ТЕКСТ ДЛЯ ЧТЕНИЯ:

К тому времени Харпер уже получил еще одно образование в области политологии. В 1909 году он сообщил Крейну о том, что ученая степень в Колумбийском университете значительно улучшит его способность понимать и объяснять события в России. После нескольких лет исследований в России и преподавания русского языка в Чикаго он почувствовал, что степень по политологии поспособствует его преподавательской деятельности, позволив включить в нее не только филологию, но и современные проблемы. Будучи аспирантом факультета политологии Колумбийского университета в 1909–1910 годах, Харпер учился у некоторых из наиболее значимых специалистов по общественным наукам той эпохи, в том числе у историков-бунтовщиков Чарльза Бирда и Джеймса Харви Робинсона, а также у экономиста Э. Р. А. Селигмана; историк-марксист В. Г. Симхович также был на этом факультете. Окончив обучение, Харпер познакомился с группами американских реформаторов, таких как Артур Буллард и Синклер Льюис; он также познакомился с некоторыми живущими в Нью-Йорке русскими радикалами. Если добавить к этим контактам связи его семьи и его благодетеля, то Харпер имел обширную сеть знакомств, которая простиралась от убогих прибежищ русского марксизма до кафе Гринвич-Виллидж, где обсуждали социализм в Америке, и роскошных поместий семьи Рокфеллеров112. Он произвел большое впечатление на Чарльза Бирда, который в равной степени говорил и о своей профессиональной деятельности, и о своем студенте, когда написал, что Харпер «использует свой мозг гораздо лучше, чем большинство людей, которые посвящают себя научным занятиям»113.
Труды Харпера о политической жизни в России сочетали в себе отголоски его первого образования, полученного во Франции, и методы, которым он научился в Колумбийском университете. Неудивительно, что он ссылался на национальный характер, перечисляя препятствия на пути развития демократии в России. Культурные и политические условия крестьянства, по мнению Харпера, были серьезными препятствиями для появления в России демократии. Он повторил знакомый набор стереотипов: крестьяне были «беспечны», безответственны, крайне консервативны и небрежны (если не откровенно ленивы) в своих рабочих привычках114.

ЗАДАНИЕ A:
Выведите без изменений фрагмент текста о Харпере: начните со слов «Труды Харпера о» и остановитесь после слов «своих рабочих привычках114.».
ЗАДАНИЕ B:
В какие годы Харпер был аспирантом факультета политологии Колумбийского университета, согласно тексту о Харпере?
ЗАДАНИЕ C:
Допишите следующую часть текста о Харпере, продолжив его после последнего предложения.
Записи являются самостоятельным материалом.

Записи, выбранные из собрания:

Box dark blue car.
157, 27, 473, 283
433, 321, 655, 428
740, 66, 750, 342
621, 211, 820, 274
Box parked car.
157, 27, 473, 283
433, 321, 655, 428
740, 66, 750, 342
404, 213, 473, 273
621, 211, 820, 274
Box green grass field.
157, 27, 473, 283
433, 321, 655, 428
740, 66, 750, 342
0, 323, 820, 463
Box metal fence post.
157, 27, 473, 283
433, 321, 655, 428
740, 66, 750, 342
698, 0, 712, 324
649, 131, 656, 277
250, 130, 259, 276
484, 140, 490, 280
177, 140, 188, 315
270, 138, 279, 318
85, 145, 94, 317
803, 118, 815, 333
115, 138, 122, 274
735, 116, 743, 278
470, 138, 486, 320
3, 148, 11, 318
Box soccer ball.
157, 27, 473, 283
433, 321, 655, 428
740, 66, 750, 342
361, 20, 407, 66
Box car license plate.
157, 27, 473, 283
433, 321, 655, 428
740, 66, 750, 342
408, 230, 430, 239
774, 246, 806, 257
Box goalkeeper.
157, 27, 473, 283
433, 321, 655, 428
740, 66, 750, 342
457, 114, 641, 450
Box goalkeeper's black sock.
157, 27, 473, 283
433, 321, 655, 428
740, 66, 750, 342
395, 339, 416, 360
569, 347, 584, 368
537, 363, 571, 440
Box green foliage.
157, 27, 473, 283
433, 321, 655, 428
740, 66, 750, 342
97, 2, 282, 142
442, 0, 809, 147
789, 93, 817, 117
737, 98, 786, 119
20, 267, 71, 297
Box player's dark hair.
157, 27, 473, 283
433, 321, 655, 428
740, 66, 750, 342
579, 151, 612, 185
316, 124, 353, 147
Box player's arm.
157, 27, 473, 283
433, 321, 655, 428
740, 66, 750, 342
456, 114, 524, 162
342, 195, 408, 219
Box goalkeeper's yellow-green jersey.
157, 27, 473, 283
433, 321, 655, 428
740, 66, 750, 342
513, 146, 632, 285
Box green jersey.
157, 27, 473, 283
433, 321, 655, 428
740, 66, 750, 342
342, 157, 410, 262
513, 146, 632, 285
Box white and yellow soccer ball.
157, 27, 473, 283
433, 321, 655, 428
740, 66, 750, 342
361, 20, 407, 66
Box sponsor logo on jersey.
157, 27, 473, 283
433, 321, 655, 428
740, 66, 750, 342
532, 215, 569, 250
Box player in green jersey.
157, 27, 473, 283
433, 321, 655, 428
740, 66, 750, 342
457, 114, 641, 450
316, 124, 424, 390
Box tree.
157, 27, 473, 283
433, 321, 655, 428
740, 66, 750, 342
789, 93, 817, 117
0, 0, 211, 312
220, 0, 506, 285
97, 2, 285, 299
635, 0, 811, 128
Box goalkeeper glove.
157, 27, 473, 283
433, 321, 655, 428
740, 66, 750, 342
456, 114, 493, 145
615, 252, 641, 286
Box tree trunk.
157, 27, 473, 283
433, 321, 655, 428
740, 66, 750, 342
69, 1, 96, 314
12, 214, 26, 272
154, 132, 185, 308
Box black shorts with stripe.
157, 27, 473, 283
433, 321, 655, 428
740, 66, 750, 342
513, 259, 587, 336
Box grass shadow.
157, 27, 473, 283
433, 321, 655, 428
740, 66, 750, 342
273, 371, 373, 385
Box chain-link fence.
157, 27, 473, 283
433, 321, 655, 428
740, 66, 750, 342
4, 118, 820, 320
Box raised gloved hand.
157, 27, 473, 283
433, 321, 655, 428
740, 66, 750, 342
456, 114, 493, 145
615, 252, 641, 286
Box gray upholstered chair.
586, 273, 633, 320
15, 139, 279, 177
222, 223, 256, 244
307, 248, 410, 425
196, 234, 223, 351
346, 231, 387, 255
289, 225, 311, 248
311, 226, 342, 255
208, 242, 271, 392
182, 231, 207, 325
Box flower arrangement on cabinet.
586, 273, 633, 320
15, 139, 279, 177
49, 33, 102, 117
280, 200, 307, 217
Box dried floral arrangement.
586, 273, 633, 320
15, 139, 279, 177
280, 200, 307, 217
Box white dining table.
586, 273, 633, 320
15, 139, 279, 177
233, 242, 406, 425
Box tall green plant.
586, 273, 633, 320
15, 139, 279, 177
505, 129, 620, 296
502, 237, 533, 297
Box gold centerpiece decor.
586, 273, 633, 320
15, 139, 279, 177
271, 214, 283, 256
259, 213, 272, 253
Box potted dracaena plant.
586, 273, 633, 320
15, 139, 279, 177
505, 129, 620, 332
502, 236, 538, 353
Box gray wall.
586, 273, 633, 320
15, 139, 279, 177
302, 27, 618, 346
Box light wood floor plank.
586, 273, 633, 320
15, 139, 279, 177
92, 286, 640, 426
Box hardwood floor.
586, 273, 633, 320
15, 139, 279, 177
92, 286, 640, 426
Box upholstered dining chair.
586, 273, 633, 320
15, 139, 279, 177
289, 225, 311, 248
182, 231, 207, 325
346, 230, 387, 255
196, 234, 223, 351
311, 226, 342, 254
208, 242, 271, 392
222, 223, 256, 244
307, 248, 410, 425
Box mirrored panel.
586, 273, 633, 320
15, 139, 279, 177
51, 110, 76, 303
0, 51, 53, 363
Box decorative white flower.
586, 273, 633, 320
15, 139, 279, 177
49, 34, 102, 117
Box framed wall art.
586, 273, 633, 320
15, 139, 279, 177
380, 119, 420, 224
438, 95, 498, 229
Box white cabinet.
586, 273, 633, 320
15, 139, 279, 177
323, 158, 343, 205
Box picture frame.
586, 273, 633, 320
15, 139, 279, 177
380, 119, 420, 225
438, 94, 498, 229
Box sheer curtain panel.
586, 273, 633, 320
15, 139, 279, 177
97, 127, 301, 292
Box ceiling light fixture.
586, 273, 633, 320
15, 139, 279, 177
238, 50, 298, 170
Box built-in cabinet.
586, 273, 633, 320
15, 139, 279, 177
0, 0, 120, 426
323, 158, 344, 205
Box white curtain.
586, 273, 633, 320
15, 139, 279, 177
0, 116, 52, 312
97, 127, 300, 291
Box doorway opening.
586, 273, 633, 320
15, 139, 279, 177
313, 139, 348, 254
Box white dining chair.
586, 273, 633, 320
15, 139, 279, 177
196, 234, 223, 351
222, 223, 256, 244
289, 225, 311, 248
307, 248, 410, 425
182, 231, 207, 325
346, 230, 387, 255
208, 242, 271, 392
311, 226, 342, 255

ОТВЕТ A:
Труды Харпера о политической жизни в России сочетали в себе отголоски его первого образования, полученного во Франции, и методы, которым он научился в Колумбийском университете. Неудивительно, что он ссылался на национальный характер, перечисляя препятствия на пути развития демократии в России. Культурные и политические условия крестьянства, по мнению Харпера, были серьезными препятствиями для появления в России демократии. Он повторил знакомый набор стереотипов: крестьяне были «беспечны», безответственны, крайне консервативны и небрежны (если не откровенно ленивы) в своих рабочих привычках114.

ОТВЕТ B:
В 1909–1910 годах.

ОТВЕТ C:
Эти широко распространенные стереотипы о крестьянской жизни вошли в рассуждения Харпера о поведении русских в более общем плане. Он выделил четыре черты, которые сформировали русский характер и политическую ситуацию. Во-первых, прежде всего Харпер подчеркивал весьма энергичные эмоциональные порывы в русском характере. Редко поддаваясь обоснованным доводам, писал он, русские испытывают глубокие эмоции, часто в «больших вспышках моральной энергии». Во-вторых, Харпер критиковал русские рабочие привычки как спазматическое чередование возбуждения и уныния. Последнее часто доминировало, делая русских парализованными апатией. Уныние русских приводило, по Харперу, к третьей черте – пессимизму, – которая оказала столь же тлетворное воздействие на русскую жизнь. Наконец, Харпер определил отсутствие у русских «твердости характера» как политическую, а не только физиологическую проблему115.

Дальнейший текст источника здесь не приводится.